Silver Profits in the New Century

Silver Profits in the New Century

By Theodore Butler
Investment Rarities 2001
111 pages.  $59.00

According to Webster’s Dictionary, silver is “a white, precious, metallic chemical element that is extremely ductile and malleable, capable of a high polish, and an excellent conductor of heat and electricity.”  Webster’s goes on to state that silver is also a commodity and a medium of exchange. 

In other words, silver is synonymous with money.

During the Middle Ages, alchemy was popularly practiced.  Alchemists were Rumpelstiltskin wannabes.  They wanted to transmute common materials into gold or silver.  Alchemists considered silver the prima materia – the first element.

Like the alchemists, Theodore Butler holds that silver is important.  He believes that silver is a profitable investment, especially in today’s economic climate.  Silver Profits in the New Century is his treatise on how and why one should invest in silver.

Butler begins by going Back To The Future, where he looks back at the enormous profits available to those who had the foresight to invest in real estate 40 or 50 years ago.  A home purchased for $15,000 in the 1960s is now worth twenty or thirty times that amount.  Butler then states that a similar opportunity exists today.  “I contend that silver today is very similar, opportunity-wise, to raw land around major metropolitan areas 50 years ago.”  Why?  Because silver, when adjusted for inflation, “is at a 5000 year price low.”

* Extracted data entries
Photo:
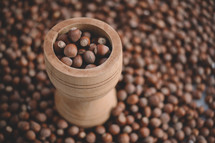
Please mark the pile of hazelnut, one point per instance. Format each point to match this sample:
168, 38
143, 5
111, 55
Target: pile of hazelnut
81, 49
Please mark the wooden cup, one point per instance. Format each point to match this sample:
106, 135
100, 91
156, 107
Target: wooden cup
84, 97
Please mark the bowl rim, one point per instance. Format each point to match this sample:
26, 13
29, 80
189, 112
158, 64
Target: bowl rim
75, 72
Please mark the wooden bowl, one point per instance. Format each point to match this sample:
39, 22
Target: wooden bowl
84, 97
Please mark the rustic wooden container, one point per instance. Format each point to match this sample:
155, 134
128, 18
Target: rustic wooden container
84, 97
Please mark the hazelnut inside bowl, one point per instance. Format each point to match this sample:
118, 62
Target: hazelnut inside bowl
84, 97
85, 24
82, 47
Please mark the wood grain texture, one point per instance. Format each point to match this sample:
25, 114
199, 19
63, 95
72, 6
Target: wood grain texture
84, 97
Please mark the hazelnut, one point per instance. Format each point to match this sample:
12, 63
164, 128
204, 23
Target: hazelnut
70, 50
74, 34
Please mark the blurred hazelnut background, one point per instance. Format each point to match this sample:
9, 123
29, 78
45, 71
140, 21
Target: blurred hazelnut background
169, 67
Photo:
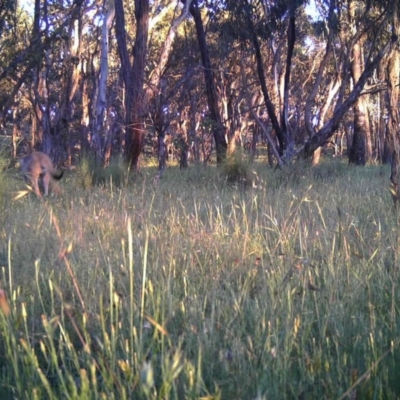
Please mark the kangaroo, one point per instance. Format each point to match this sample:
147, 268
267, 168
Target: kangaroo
38, 170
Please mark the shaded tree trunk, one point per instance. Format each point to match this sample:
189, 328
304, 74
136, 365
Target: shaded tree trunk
133, 77
135, 132
218, 128
320, 137
393, 78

* Required task
Reproduce the entire silver book review word for word. The listing comes from a separate source.

* Task response
Silver Profits in the New Century

Silver Profits in the New Century

By Theodore Butler
Investment Rarities 2001
111 pages.  $59.00

According to Webster’s Dictionary, silver is “a white, precious, metallic chemical element that is extremely ductile and malleable, capable of a high polish, and an excellent conductor of heat and electricity.”  Webster’s goes on to state that silver is also a commodity and a medium of exchange. 

In other words, silver is synonymous with money.

During the Middle Ages, alchemy was popularly practiced.  Alchemists were Rumpelstiltskin wannabes.  They wanted to transmute common materials into gold or silver.  Alchemists considered silver the prima materia – the first element.

Like the alchemists, Theodore Butler holds that silver is important.  He believes that silver is a profitable investment, especially in today’s economic climate.  Silver Profits in the New Century is his treatise on how and why one should invest in silver.

Butler begins by going Back To The Future, where he looks back at the enormous profits available to those who had the foresight to invest in real estate 40 or 50 years ago.  A home purchased for $15,000 in the 1960s is now worth twenty or thirty times that amount.  Butler then states that a similar opportunity exists today.  “I contend that silver today is very similar, opportunity-wise, to raw land around major metropolitan areas 50 years ago.”  Why?  Because silver, when adjusted for inflation, “is at a 5000 year price low.”